Given task:
Restate the full set of records exactly, without adding or dropping a word.

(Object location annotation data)
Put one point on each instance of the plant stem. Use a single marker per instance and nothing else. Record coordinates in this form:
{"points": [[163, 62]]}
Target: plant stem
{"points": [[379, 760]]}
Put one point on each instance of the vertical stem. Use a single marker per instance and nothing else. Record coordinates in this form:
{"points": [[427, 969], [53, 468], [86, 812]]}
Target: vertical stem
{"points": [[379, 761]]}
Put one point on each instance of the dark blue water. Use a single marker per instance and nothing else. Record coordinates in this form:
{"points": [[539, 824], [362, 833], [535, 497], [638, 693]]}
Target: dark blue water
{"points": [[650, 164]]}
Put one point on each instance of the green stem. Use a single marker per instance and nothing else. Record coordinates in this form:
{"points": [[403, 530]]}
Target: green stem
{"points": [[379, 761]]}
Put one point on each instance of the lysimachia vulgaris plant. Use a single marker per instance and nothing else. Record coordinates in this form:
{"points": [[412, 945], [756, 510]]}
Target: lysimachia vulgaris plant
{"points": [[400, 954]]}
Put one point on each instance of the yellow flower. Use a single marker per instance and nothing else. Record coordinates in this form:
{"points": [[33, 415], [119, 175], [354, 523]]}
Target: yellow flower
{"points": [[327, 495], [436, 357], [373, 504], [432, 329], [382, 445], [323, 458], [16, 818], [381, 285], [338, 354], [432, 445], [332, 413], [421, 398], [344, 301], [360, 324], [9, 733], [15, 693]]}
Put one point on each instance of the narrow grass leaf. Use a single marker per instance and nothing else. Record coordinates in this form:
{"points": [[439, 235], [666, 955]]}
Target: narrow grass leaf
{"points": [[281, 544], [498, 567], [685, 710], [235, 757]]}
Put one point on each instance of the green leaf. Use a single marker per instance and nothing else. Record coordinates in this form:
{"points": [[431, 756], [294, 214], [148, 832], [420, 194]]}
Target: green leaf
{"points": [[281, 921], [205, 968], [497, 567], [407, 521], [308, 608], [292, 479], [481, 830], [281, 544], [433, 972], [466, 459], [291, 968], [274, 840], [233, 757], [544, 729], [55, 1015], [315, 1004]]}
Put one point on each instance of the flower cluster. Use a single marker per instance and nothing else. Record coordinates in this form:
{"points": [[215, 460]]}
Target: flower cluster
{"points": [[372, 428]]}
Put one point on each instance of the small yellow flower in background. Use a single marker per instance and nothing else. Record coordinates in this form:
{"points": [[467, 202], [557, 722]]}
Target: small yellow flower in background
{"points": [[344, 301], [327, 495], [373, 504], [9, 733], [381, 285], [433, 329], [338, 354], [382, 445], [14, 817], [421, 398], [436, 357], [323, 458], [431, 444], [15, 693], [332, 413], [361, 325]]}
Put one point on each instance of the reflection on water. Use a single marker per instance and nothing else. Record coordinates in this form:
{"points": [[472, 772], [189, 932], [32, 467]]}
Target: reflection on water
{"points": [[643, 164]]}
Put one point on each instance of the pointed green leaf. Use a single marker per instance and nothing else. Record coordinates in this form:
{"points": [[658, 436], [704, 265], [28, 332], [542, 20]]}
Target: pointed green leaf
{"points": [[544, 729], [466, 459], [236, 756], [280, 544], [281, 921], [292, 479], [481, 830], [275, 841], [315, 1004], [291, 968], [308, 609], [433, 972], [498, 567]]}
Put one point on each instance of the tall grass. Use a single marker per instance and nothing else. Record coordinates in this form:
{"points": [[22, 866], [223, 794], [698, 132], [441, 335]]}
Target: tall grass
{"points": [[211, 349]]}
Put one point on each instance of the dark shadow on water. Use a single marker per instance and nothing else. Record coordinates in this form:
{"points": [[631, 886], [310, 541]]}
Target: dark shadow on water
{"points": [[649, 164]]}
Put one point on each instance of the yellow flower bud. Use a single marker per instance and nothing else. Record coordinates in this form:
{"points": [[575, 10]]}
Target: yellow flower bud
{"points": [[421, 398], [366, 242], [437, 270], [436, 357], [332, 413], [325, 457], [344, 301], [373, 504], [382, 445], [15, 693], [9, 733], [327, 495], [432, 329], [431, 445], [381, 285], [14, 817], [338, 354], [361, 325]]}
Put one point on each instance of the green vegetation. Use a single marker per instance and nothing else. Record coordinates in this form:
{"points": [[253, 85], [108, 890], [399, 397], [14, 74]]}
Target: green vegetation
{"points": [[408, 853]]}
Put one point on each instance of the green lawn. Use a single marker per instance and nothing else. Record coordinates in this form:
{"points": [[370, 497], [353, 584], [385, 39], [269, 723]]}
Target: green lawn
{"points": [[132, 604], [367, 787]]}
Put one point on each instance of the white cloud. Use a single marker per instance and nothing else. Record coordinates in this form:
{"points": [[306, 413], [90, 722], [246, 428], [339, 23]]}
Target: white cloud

Answer:
Put one point on each instance of the plant stem. Use a single marker per instance and nothing else. Record coordinates in this form:
{"points": [[163, 62]]}
Target: plant stem
{"points": [[379, 760]]}
Put one point on each instance of the vertical stem. Use a single marker per instance and nothing else. Record coordinates in this form:
{"points": [[427, 969], [53, 468], [86, 812]]}
Target: vertical stem
{"points": [[379, 761]]}
Put one point on each instance of the dark blue water. Use a single marker per instance and nothing else. Record coordinates in this form:
{"points": [[539, 824], [362, 833], [535, 497], [638, 693]]}
Target: dark blue water
{"points": [[650, 164]]}
Put one point on each instance of the green stem. Use a single marker per instance and nothing else. Record coordinates in this form:
{"points": [[403, 530]]}
Target: green stem
{"points": [[379, 761]]}
Put one point on each instance of the lysimachia vulgaris plant. Use a single marker per instance and nothing else. Record coordinates in this form:
{"points": [[412, 945], [756, 510]]}
Target: lysimachia vulgaris plant
{"points": [[400, 954]]}
Put one point on each instance of the yellow flower. Use a single marker per instance and nothing else. Record coordinates in this form:
{"points": [[33, 415], [119, 175], [354, 523]]}
Target: yellow flower
{"points": [[327, 495], [436, 357], [373, 504], [432, 329], [382, 445], [323, 458], [16, 818], [381, 285], [338, 354], [432, 445], [332, 413], [421, 398], [344, 301], [360, 324], [9, 733], [15, 693]]}
Put one point on each instance of the narrow grass leaf. Use a single marker per instance and nothing else. Record coordinates in this form:
{"points": [[439, 235], [666, 955]]}
Target: narrow grass leaf
{"points": [[281, 544], [498, 567], [685, 710], [235, 757]]}
Put one point on each instance of the green leaf. Use a single marker per instance and nothing else. Record coordinates in this form:
{"points": [[431, 756], [294, 214], [148, 832], [420, 194]]}
Target: green leaf
{"points": [[281, 921], [205, 968], [497, 567], [407, 521], [308, 608], [292, 479], [481, 830], [281, 544], [433, 972], [466, 459], [291, 968], [274, 840], [233, 757], [544, 729], [55, 1015], [315, 1004]]}
Put one point on each instance of the flower cluster. Use a single marker per instance and nothing else. Record coordinates in this form:
{"points": [[215, 460]]}
Target: flower cluster
{"points": [[372, 428]]}
Put one point on each instance of the small yellow flower in background. Use a single marker per instance and nothing else. Record coordinates in this form:
{"points": [[467, 202], [557, 722]]}
Target: small yellow flower in background
{"points": [[344, 301], [327, 495], [373, 504], [9, 733], [381, 285], [433, 329], [338, 354], [382, 445], [14, 817], [421, 398], [436, 357], [323, 458], [431, 444], [15, 693], [332, 413], [361, 325]]}
Put one point on each instance of the reflection on water. Use a single marker per instance and nothing else. Record coordinates in this form:
{"points": [[472, 772], [189, 932], [32, 467]]}
Target: reflection on water
{"points": [[643, 164]]}
Put one point on each instance of the pointed green leaf. Use a single marker per instance and nothing else. Record coordinates in this form:
{"points": [[658, 436], [704, 265], [28, 332], [542, 20]]}
Target: pointed green leaf
{"points": [[544, 729], [466, 459], [236, 756], [280, 544], [281, 921], [292, 479], [481, 830], [275, 841], [315, 1004], [291, 968], [308, 609], [433, 972], [498, 567]]}
Put one point on each instance of the tall grass. Use a single marker per instance and nothing else. Record coordinates in this form:
{"points": [[22, 866], [223, 794], [698, 132], [441, 335]]}
Target: tall grass
{"points": [[211, 349]]}
Put one point on each instance of the dark shadow on water. Use a single marker per instance and nothing else. Record coordinates in this form:
{"points": [[631, 886], [310, 541]]}
Target: dark shadow on water
{"points": [[649, 164]]}
Put one point on each instance of the yellow flower bud. Use a single marker per instance and nothing else. Record coordinates in this form:
{"points": [[575, 10]]}
Target: yellow flower bud
{"points": [[421, 398], [366, 242], [437, 270], [436, 357], [332, 413], [325, 457], [344, 301], [373, 504], [382, 445], [15, 693], [9, 733], [327, 495], [432, 329], [431, 445], [381, 285], [14, 817], [338, 354], [361, 325]]}
Put one point on each instance of the green vegetation. Use a single marker per instance and nothing else. Record coordinates in this form:
{"points": [[253, 85], [108, 890], [399, 397], [14, 74]]}
Target: green vegetation
{"points": [[408, 853]]}
Put one point on each instance of the green lawn. Use a single marker per instance and nothing else. Record coordinates in this form:
{"points": [[370, 497], [353, 584], [385, 39], [269, 723]]}
Target: green lawn
{"points": [[132, 604], [367, 787]]}
Put one point on each instance of the white cloud. Use a single marker per instance and nothing else. Record coordinates in this form:
{"points": [[306, 413], [90, 722], [246, 428], [339, 23]]}
Target: white cloud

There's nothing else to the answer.